PROBLEM REQUIREMENTS: There is one span to output from the data below: the lines starting at the line with "Every instance gets a single point. Point out the white" and ending at the line with "Target: white box stack". Output it exactly, ends included, nothing more.

+++ DATASET CONTENT

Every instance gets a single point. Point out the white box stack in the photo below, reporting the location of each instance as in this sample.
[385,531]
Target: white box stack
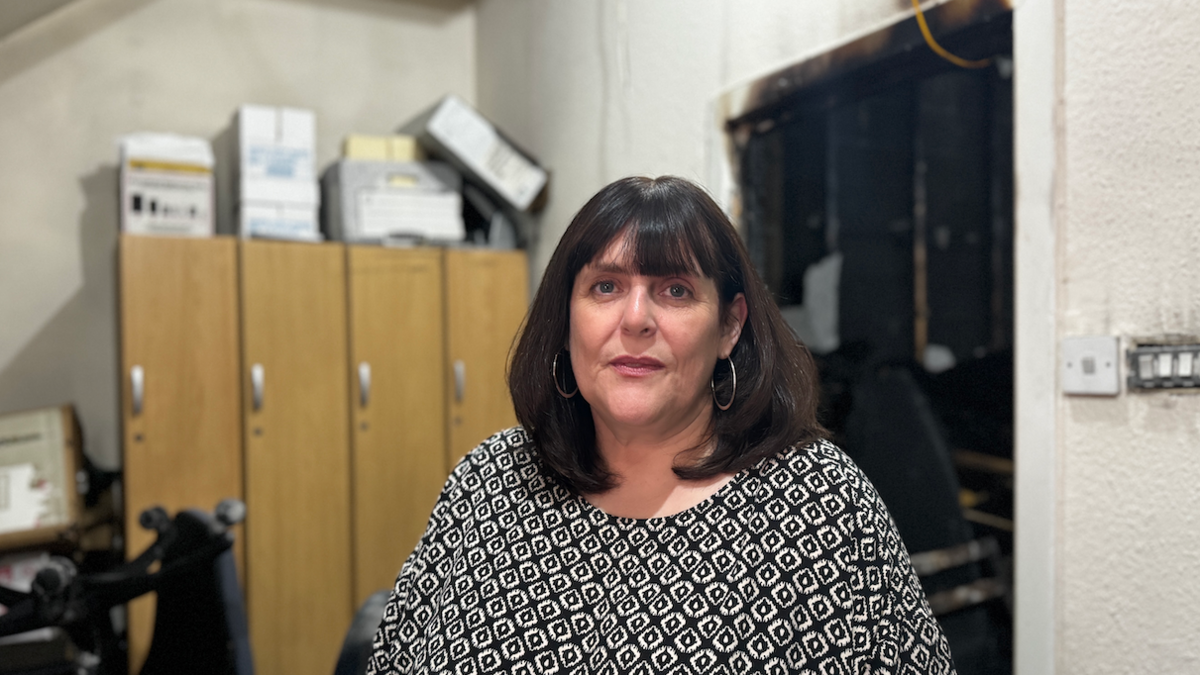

++++++
+++ DATASET CONTENT

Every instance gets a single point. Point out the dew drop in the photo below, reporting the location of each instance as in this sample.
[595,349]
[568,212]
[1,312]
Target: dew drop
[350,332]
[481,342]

++++++

OUTPUT OF THE EXERCISE:
Every instance gets a single point. Point out the white box stack in the photo below, reporting the location of each instance as in this sample.
[385,531]
Target: white box stack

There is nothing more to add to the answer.